=== Material to process ===

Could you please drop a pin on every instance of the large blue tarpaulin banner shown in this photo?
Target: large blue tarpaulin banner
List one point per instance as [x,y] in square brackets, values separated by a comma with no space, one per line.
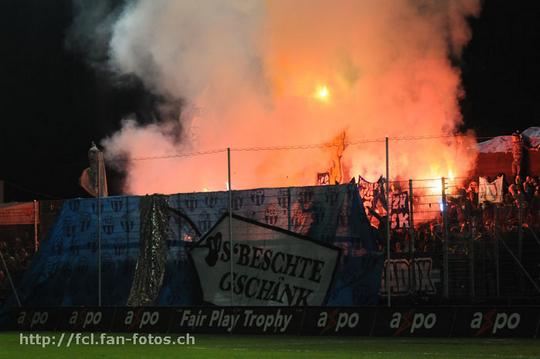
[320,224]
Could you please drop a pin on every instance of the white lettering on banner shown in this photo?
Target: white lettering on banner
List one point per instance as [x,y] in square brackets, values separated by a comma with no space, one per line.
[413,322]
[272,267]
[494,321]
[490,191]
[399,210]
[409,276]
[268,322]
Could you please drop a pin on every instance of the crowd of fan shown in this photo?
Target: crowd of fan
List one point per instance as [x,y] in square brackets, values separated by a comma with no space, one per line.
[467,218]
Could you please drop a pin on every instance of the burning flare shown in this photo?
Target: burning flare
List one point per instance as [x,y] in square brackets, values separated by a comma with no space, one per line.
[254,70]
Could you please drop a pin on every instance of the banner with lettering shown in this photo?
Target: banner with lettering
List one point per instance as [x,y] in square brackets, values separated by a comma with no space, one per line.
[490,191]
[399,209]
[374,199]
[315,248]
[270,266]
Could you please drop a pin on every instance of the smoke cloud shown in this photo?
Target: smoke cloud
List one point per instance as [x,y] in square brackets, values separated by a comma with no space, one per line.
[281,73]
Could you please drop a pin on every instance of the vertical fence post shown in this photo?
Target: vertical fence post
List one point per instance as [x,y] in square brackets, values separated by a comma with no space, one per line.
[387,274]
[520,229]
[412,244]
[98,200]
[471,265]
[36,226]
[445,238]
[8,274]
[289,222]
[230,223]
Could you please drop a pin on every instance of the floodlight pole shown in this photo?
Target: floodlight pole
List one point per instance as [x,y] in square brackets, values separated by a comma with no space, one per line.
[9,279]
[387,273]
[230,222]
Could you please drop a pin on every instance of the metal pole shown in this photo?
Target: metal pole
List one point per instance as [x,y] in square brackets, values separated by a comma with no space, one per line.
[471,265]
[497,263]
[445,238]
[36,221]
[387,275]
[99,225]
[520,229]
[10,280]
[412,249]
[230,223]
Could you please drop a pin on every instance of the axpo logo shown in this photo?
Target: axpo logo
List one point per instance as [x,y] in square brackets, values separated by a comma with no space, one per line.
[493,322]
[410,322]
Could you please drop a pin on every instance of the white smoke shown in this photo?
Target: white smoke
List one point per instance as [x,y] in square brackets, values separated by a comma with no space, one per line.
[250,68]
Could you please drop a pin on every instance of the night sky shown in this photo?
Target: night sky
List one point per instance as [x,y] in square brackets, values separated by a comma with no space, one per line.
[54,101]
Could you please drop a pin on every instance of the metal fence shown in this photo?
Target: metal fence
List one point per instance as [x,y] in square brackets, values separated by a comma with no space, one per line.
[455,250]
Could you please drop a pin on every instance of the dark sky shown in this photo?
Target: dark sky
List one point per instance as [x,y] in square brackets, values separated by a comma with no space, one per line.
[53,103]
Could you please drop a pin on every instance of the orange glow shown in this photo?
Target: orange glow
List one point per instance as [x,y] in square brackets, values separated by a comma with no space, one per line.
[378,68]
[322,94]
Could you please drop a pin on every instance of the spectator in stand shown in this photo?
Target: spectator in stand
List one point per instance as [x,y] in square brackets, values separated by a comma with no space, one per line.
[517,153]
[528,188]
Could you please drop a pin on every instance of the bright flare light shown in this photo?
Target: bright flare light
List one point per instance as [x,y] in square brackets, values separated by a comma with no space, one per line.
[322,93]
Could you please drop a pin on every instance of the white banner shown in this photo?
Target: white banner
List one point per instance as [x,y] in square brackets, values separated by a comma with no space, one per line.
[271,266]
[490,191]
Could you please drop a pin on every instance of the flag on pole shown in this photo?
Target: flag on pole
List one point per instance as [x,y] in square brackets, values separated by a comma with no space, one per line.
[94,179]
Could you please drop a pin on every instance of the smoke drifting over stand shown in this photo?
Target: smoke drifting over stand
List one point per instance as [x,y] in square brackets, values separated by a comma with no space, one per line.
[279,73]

===

Render all of the data above as a two-column CSV with the headers instruction and coordinates, one row per instruction and its points, with each field in double quotes and line breaks replaced by spaces. Leave the pictures out.

__Task result__
instruction,coordinates
"Could you please drop a pin on every instance of the large blue tarpaulin banner shown in this photo? Target: large blue tarpaulin banner List one point per instance as [x,y] in square brackets, values separated by a comma with no space, one per line.","[320,224]"
"Could you please drop a pin on every instance of the white lettering on banner shown in this photo? Target: white lettering on banner List one point per instance as [x,y] in square brackets, values separated by a comma with no space, one per line.","[413,322] [272,267] [494,321] [490,191] [399,210] [409,276] [268,322]"
"Could you please drop a pin on every instance of the crowd of fan shown in this photo? Target: crowd of fan List one point per instance as [x,y] in square brackets, values separated by a comma with no space, one per line.","[467,218]"
"Could you please drop a pin on every instance of the burning flare shown in this photo? Target: burning flare List one point per instance as [x,y] in square brackets, values separated by a comma with no space, one per line.","[254,70]"
"Could you please drop a pin on every instance of the banner with lettering shown in this photo? Target: banner with lettering List one point per instance as [x,y] in square brackets, values separated by a comma with no space, one per line.","[490,191] [399,209] [374,199] [315,248] [270,266]"
"Could you please drop a pin on every instance of the smoke cloud shown in this photo? Target: smoke cloud List one point per instance as [x,y] in square brackets, values separated by a comma with no space, one per line.","[281,73]"
"Could you please drop a pin on every instance of the vertical fence post shown in this photo? Target: vertical fence post List one point per instance as [x,y] in square brackets, values separated by a comma with no space, one per line.","[387,274] [520,229] [412,244] [98,200] [471,265] [36,226] [445,238] [8,274] [289,222] [230,223]"
"Could you please drop a pin on every instance of the floodlight pole shown in this photo? Target: floodlight pole List one point per instance as [x,y] in square brackets, values separated by a comma with no space, one per line.","[9,279] [387,273] [230,222]"
"Could you please drop a pin on every instance of the metal pole shown in this photo? Target: metal pole List one point per instance as [x,y] in square brackets, values separated by a comma with no space, one per line.","[471,265] [497,263] [445,238] [36,221] [387,275] [99,225] [520,229] [10,280] [412,249] [230,223]"
"Could you please drop a pin on every instance of the axpo logo shown in this photo? Target: axpo logo List one point per instance as [x,y] in square brackets, values separated by a comma with no space, one per line.","[493,322] [410,322]"
"Could you please drop a pin on every instance of the white smoke shown in this photo? Target: white smoke List one point per instance as [x,y] in square brackets, values separated by a comma with no space, one per line.","[250,68]"
"Could you please drop a pin on every instance of the night sky shown in this photo? Target: night sky List one point per instance as [x,y] in square brackets, values separated by a comma with no space, one per line.","[54,101]"
"Could you please drop a pin on every instance of the metal fence shown in this photo? Target: metal fence List one point per instance as [x,y] in square brackets, values separated by a comma with no space, one per line.","[455,250]"
"Could you please drop a pin on every instance of the dark sky shown in this photo? Target: dark sky List one point per instance as [x,y] in square brackets, values separated by a comma with no space, one per line.","[53,103]"
"Could you please drop a pin on every instance of the orange glow shown in this photo? Target: orange glow List one point per instance as [x,y] in square brackets, values separated by a comma with no space, one per line.","[378,68] [322,94]"
"Could you please drop a pin on every instance of the spectator in stand shown in this photo? Target: spectator in stand List one point per instance as [x,y] in square brackets, values separated by a comma with no space, one per line.","[517,153] [528,188]"
"Could you please drop a pin on every instance of the bright flare light shown in this photo? Target: bright flare light List one point per instance as [x,y] in square brackets, values separated by a comma with no space, one per line.","[322,93]"
"Could you please drop a pin on every instance of the white banner shown in this photo? Target: white banner List one point per instance as [x,y] in square brackets, values separated by a comma with no space, one per line.","[271,266] [490,191]"
"Could you please drop a pin on every instance of the flag on pole shown in this photo? Target: flag on pole List one point per instance as [x,y] in square brackets, values separated by a comma with no space, one per line.","[94,179]"
"Could you please drop a pin on every instance of the smoke drifting over stand shown in this photo? Target: smoke drifting over stand List one point per instance as [x,y] in square brackets, values separated by a comma with no space, one per line.","[279,73]"